*** Opening Dataset entries ***

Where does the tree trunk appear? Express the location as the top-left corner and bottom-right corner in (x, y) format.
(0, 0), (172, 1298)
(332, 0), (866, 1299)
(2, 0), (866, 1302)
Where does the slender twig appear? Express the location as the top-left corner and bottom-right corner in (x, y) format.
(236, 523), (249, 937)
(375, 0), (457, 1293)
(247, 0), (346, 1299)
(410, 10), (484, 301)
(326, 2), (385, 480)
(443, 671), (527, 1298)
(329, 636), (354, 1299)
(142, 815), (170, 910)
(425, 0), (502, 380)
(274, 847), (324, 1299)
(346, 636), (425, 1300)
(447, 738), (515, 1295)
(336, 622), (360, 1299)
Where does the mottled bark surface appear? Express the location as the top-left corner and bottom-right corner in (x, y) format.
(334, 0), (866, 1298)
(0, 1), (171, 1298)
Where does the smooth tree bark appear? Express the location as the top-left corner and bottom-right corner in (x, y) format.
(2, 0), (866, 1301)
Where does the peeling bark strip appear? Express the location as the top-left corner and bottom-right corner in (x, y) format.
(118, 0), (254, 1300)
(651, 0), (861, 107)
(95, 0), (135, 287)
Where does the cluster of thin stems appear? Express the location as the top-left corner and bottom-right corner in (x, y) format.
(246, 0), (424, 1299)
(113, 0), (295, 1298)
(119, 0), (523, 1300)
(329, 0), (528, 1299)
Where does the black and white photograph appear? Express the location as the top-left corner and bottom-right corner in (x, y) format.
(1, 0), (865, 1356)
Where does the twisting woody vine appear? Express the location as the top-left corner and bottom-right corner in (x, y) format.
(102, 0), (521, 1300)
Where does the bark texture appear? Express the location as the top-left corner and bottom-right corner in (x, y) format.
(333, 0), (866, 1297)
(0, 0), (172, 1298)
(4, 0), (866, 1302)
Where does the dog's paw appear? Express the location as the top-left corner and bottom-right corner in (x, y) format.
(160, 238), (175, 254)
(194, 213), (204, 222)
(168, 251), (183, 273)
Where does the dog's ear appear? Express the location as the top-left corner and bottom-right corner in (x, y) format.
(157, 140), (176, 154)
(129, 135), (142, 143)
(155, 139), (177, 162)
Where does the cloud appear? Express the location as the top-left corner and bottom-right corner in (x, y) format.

*** Closing Dataset entries ***

— Action item —
Write out each entry above exactly as it is written.

— Result of this exercise —
Where does the tree trunk appear? Express the location as the top-left corner and bottom-right corner in (x, y) format.
(0, 0), (172, 1298)
(332, 0), (866, 1299)
(2, 0), (866, 1302)
Where does the slender twig appear? Express the location as the top-left corner and bottom-right corner in (x, y) format.
(236, 523), (249, 937)
(375, 0), (457, 1293)
(247, 0), (346, 1299)
(410, 10), (484, 301)
(326, 2), (385, 480)
(443, 671), (527, 1298)
(329, 636), (354, 1299)
(142, 815), (170, 910)
(425, 0), (502, 380)
(274, 847), (324, 1299)
(346, 636), (425, 1300)
(447, 738), (515, 1295)
(336, 622), (360, 1299)
Where does the mottled bark surface appear? Express the location as the top-left corner and bottom-right corner in (x, y) format.
(334, 0), (866, 1298)
(0, 1), (171, 1298)
Where does the smooth tree bark appear? Express the location as the top-left corner and bottom-right corner in (x, y) format.
(2, 0), (866, 1301)
Where does the peeling bark strip appear? Express the location as the top-left corner and bottom-right corner in (x, y) format.
(118, 0), (254, 1300)
(651, 0), (861, 107)
(95, 0), (135, 287)
Where does the cluster of thin stems appear? Express the location as the top-left corner and bottom-right corner in (x, y) format.
(246, 0), (424, 1299)
(113, 0), (295, 1298)
(119, 0), (523, 1300)
(329, 0), (528, 1299)
Where does the black and white photograph appear? Express the location as the top-left corner and bottom-right corner in (x, y) format.
(1, 0), (865, 1356)
Where does the twisting woody vine appear? Express the location as the top-left corner and bottom-right corner in (x, y) format.
(102, 0), (521, 1300)
Where does the bark texture appear? Express the location as the top-left corner and bottom-right corner in (x, y) format.
(333, 0), (866, 1297)
(0, 0), (172, 1298)
(4, 0), (866, 1302)
Where does the dog's paw appear? Express the location as the top-left corner and bottom-right corner in (x, y) format.
(160, 238), (175, 254)
(194, 213), (204, 222)
(168, 251), (183, 273)
Where does the dog's ear appear? Express the location as the top-left corner and bottom-right corner in (x, y) format.
(157, 140), (176, 154)
(129, 135), (142, 143)
(155, 139), (177, 162)
Where does the cloud appear? Express the location as the top-left corner and bottom-right corner in (x, y) format.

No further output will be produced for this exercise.